• **TEXT**
The wolf apple plant is a flowering shrub or small tree with round open crown, ranging in height from 1.2 to 5 m. The large leaves are 16 to 28 cm long, simple but deeply lobed, tough, and covered in a soft grey-white fuzz, in alternate disposition.

Plants flower through the year, but more intensely during the dry season, from late fall to early spring. The flowers are similar to those of the bitter nightshade: star-shaped, with five sepals, five blue or purple petals fused at the base, and five large yellow anthers that release pollen through an opening at the tip. The flowers are arranged in helical monochasal cyme, opening from the base up. Flowers lack nectar, and are either male or hermaphroditic. The latter produce fruit after cross-pollination by several species of pollen-collecting bees, including Xylocopa virescens, X. frontalis, Oxaea flavescens, Centris scopipes, C. fuscata, Bombus morio, Exomalopsis sp., Pseudaugochloropsis graminea, Apis mellifera, and Megachile benigna.

Fruit production occurs mostly between December and January. The fruits are large, up to 20 cm in diameter and weighing 900 g or more, and contain up to 500 dark brown comma-shaped seeds, about 7 × 5 × 2 mm. The rind is thin and lustrous, and remains green even after ripening. The pulp is yellowish, soft, sweetish and extremely aromatic. They resemble the tomato in external shape and internal morphology, but also the eggplant for the texture and color of the flesh. The maned wolf is an important seed-spreading agent.

==Uses==
===Culinary use===
The ripe fruits are edible to humans, and are consumed by local populations in jams and preserves, but the unripe fruits are quite astringent or bitter due to a rich tannin content. The fruits are used as a fallback source of food for cattle in the dry season.

At the onset of maturation, the whole fruit contains 85% moisture (by weight), 5% starch, and 10% other residue. The dry pulp, without peel and seeds, yields over 50% starch, more than cassava. The starch is locally separated by blending the fruit with water and straining.

• **MATERIAL SHOWN**
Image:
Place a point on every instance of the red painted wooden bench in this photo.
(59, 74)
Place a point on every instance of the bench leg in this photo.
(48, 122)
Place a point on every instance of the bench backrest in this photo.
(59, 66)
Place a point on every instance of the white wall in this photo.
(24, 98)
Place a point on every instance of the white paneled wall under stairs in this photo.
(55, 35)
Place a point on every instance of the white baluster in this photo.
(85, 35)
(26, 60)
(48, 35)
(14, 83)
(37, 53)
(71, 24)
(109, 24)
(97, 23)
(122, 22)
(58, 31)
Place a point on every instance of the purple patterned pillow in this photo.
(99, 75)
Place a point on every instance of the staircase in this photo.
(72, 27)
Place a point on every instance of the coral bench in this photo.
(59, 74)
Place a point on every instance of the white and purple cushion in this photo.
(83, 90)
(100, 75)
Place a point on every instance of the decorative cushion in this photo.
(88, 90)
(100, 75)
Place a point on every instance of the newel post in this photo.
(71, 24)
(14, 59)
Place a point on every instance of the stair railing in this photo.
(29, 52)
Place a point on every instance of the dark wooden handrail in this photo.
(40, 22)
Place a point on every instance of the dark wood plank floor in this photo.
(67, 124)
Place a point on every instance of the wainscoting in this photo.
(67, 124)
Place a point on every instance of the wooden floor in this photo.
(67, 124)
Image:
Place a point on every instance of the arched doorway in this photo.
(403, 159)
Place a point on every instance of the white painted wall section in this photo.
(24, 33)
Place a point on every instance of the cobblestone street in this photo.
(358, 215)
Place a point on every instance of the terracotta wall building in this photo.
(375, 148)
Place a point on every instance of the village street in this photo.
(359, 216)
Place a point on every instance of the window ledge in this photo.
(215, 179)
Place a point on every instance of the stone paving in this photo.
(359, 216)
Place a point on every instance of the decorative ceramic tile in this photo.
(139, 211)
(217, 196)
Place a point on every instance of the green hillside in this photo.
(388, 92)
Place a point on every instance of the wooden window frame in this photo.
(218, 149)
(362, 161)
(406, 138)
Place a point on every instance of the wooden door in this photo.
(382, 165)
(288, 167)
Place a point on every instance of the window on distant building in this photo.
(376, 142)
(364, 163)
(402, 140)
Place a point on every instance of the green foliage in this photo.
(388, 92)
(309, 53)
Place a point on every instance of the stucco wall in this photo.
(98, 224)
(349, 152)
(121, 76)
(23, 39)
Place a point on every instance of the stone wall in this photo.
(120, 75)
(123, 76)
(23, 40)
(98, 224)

• **AIM OF THE TASK**
Rewrite everything in the wolf apple text from "Fruit production occurs" down to "the dry season.", putting "skin" in place of "rind".

• **TASK ANSWER**
Fruit production occurs mostly between December and January. The fruits are large, up to 20 cm in diameter and weighing 900 g or more, and contain up to 500 dark brown comma-shaped seeds, about 7 × 5 × 2 mm. The skin is thin and lustrous, and remains green even after ripening. The pulp is yellowish, soft, sweetish and extremely aromatic. They resemble the tomato in external shape and internal morphology, but also the eggplant for the texture and color of the flesh. The maned wolf is an important seed-spreading agent.

==Uses==
===Culinary use===
The ripe fruits are edible to humans, and are consumed by local populations in jams and preserves, but the unripe fruits are quite astringent or bitter due to a rich tannin content. The fruits are used as a fallback source of food for cattle in the dry season.